Case ID: so2d_145/html/0672-01.html
Source: Caselaw Access Project
Author: {"author": "H. W. AYRES, Judge.", "license": "Public Domain", "url": "https://static.case.law/"}
Date Created: 2024-08-24T03:29:51.129683

REX FINANCE COMPANY v. Martha R. CARY and Walter B. Cary, et al.
    No. 324.
    Court of Appeal of Louisiana. Fourth Circuit.
    Sept. 4, 1962.
    Rehearing Denied Oct. 29, 1962.
    Certiorari Granted Jan. 3, 1963.
    
      Clem H. Sehrt, Edw. J. Boyle, Sr., Virgil M. Wheeler, Jr., Edw. J. Boyle, Jr., and Peter J. Butler, New Orleans, for Martha R. Cary and Walter B. Cary, defendants-appellants.
    Kathleen Ruddell, New Orleans, and Nicholas J. Gagliano, Metairie, for United States, defendant-appellant.
    George E. Weigel, New Orleans, John E. Fleury, Gretna, and Charles J. Rivet, New Orleans, for plaintiff-appellee.
    Before AYRES, DAWKINS and ALLEN, JJ.
   H. W. AYRES, Judge.

The issues on this appeal concern the validity, vel non, of a pledge of a mortgage note executed by the defendants, Martha R. Cary and Walter B. Cary, and its rank as a privilege with an income tax lien asserted by the United States of America upon the property mortgaged.

On trial of the merits, the validity of the pledge of the mortgage note for the payment of an obligation in the principal sum of $12,000.00 was recognized and the obligation ranked first with preference and priority over all other levies, claims, or privileges, particularly over the tax lien of the United States of America. Plaintiff was thus held entitled to be paid by preference from the proceeds of a sale of the property mortgaged, sought by plaintiff herein through executory process. From a judgment thus rendered and signed, the defendants, Martha R. Cary, Walter B. Cary, and the United States of America, appealed.

Questions of both law and fact are presented for resolution. The material facts, concerning which there appears to be little, if any, dispute, may be first briefly summarized.

## Recorded data
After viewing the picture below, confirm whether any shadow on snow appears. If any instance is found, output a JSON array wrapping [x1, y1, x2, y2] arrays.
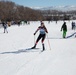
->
[[0, 48, 39, 54]]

## Task requirements
1. Update the opinion by restating the passage that begins at the words "Certiorari Granted Jan." and stops after "Orleans, for plaintiff-appellee.", changing "Metairie" to "Kenner".
2. Answer these questions from the opinion:
(a) On what date was certiorari granted?
(b) What was the principal sum of the obligation for which the mortgage note was pledged?
(c) Which judges sat on the case?
The material plays no part in the work that comes next.

## The results
1.
Certiorari Granted Jan. 3, 1963.
    
      Clem H. Sehrt, Edw. J. Boyle, Sr., Virgil M. Wheeler, Jr., Edw. J. Boyle, Jr., and Peter J. Butler, New Orleans, for Martha R. Cary and Walter B. Cary, defendants-appellants.
    Kathleen Ruddell, New Orleans, and Nicholas J. Gagliano, Kenner, for United States, defendant-appellant.
    George E. Weigel, New Orleans, John E. Fleury, Gretna, and Charles J. Rivet, New Orleans, for plaintiff-appellee.

2.
(a) Jan. 3, 1963
(b) $12,000.00
(c) Ayres, Dawkins and Allen